**Data shown:**
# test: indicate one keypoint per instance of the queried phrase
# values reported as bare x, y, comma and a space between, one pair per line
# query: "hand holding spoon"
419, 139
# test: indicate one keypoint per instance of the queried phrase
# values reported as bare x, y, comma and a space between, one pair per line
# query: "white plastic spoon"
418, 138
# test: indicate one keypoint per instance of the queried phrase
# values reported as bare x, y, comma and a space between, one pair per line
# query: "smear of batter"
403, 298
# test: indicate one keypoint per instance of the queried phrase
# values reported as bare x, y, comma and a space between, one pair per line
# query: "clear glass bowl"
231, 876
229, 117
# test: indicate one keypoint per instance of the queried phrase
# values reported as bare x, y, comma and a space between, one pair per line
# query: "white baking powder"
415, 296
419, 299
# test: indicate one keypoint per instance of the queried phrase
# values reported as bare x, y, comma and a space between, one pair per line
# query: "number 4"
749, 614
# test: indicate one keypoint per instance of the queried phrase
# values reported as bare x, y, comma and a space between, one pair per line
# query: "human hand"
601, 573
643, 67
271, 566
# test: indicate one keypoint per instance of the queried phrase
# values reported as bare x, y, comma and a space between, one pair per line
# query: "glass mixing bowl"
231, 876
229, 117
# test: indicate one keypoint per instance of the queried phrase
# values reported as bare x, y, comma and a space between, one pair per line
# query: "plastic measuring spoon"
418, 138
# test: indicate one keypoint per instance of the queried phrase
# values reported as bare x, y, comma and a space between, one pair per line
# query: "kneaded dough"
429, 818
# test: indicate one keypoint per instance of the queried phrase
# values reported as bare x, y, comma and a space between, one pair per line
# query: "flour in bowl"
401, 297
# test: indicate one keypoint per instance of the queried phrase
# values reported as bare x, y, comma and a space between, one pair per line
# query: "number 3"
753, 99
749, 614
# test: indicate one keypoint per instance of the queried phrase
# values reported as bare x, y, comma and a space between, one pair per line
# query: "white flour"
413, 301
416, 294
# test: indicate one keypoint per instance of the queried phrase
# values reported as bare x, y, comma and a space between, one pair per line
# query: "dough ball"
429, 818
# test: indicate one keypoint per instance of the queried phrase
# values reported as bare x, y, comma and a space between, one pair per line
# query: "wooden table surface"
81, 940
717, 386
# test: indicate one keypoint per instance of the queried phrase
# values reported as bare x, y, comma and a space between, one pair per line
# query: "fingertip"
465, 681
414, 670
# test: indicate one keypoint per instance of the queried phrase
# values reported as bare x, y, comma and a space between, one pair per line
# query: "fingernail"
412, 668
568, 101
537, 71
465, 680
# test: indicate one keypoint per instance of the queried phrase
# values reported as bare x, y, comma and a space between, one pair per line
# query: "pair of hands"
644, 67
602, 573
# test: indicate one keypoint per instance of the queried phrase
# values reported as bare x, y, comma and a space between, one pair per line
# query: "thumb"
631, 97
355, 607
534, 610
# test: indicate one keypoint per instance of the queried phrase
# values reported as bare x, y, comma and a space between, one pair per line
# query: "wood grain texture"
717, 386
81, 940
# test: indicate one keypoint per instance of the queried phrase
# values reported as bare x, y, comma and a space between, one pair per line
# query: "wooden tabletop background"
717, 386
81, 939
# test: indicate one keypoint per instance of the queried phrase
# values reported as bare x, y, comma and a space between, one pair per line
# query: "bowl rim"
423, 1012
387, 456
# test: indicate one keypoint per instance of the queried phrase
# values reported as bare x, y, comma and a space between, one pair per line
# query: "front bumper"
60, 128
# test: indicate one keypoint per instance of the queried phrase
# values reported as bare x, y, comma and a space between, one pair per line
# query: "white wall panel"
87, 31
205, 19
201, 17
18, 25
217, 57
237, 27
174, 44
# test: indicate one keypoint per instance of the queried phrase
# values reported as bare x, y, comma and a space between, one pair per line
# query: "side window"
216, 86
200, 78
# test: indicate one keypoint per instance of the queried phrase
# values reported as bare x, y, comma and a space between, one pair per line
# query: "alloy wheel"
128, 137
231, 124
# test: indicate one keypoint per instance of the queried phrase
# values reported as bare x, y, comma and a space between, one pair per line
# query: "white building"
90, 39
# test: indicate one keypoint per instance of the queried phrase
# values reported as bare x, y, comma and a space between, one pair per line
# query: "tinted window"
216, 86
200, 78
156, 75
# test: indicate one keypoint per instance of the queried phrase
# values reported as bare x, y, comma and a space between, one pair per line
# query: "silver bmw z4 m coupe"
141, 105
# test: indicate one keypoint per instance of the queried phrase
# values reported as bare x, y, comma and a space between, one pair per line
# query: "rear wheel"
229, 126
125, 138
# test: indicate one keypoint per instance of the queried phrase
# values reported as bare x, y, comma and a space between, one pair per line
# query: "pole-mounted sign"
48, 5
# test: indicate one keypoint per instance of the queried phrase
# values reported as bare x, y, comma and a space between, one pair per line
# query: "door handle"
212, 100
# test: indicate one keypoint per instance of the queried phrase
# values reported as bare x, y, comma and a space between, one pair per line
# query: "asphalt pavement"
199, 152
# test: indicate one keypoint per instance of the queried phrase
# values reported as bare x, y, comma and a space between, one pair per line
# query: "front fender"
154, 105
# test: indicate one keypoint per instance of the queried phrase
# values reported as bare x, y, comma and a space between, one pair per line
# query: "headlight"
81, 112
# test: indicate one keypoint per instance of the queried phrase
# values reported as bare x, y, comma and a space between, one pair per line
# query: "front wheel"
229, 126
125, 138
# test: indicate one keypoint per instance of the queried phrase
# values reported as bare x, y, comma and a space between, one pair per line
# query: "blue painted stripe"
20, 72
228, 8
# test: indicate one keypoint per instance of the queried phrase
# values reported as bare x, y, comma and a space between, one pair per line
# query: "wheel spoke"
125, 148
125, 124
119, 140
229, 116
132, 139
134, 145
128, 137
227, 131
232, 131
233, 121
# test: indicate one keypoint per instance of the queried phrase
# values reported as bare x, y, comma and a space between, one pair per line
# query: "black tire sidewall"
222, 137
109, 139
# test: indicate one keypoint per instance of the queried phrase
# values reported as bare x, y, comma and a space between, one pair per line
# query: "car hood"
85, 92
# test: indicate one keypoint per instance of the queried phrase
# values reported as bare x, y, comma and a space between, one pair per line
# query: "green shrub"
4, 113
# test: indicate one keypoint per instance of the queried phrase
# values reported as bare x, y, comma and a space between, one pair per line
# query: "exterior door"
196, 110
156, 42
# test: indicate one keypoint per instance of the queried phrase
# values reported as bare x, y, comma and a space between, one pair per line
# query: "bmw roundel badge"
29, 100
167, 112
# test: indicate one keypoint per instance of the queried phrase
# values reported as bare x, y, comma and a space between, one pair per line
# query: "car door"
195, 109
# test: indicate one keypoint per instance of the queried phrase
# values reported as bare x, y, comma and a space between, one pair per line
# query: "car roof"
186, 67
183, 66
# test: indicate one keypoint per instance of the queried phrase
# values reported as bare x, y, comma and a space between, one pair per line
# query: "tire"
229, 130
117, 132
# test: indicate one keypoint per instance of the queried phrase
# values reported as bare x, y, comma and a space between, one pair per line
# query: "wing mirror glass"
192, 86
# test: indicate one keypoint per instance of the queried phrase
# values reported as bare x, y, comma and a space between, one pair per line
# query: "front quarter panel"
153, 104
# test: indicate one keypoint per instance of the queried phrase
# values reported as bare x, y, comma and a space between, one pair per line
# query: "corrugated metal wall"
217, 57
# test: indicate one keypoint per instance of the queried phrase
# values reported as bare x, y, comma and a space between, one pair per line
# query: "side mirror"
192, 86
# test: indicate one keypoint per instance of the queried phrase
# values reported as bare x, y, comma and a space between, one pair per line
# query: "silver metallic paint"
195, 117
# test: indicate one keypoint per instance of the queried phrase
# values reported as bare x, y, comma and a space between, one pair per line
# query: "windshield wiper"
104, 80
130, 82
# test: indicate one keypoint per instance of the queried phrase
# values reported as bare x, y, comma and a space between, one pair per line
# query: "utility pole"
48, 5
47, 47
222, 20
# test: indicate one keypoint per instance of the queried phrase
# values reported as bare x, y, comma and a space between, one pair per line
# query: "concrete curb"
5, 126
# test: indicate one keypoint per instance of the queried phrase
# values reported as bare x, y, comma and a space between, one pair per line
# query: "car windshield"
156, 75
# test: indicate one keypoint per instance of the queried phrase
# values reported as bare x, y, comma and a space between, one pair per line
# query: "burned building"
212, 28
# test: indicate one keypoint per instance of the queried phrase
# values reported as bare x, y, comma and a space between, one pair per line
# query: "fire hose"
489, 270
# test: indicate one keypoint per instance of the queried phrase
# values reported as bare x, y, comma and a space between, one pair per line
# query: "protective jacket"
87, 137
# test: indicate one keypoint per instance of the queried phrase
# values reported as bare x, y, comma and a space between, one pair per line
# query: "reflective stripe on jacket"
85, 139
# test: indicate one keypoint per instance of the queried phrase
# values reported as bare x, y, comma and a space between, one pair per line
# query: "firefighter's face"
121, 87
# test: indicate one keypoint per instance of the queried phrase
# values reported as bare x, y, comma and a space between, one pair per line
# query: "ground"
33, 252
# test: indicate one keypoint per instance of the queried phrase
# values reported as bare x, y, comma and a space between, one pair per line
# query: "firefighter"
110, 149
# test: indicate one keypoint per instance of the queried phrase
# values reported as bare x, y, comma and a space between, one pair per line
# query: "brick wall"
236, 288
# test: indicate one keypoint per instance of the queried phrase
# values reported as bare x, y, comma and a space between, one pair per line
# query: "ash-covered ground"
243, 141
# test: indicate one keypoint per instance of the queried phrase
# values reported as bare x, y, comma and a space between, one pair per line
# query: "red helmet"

**Task goal:**
Please locate every line in the items above that contains the string "stripe" and copy each such line. Case counts.

**Result for this exercise:**
# query: "blue painted stripe"
# query: "reflective stripe on jacket"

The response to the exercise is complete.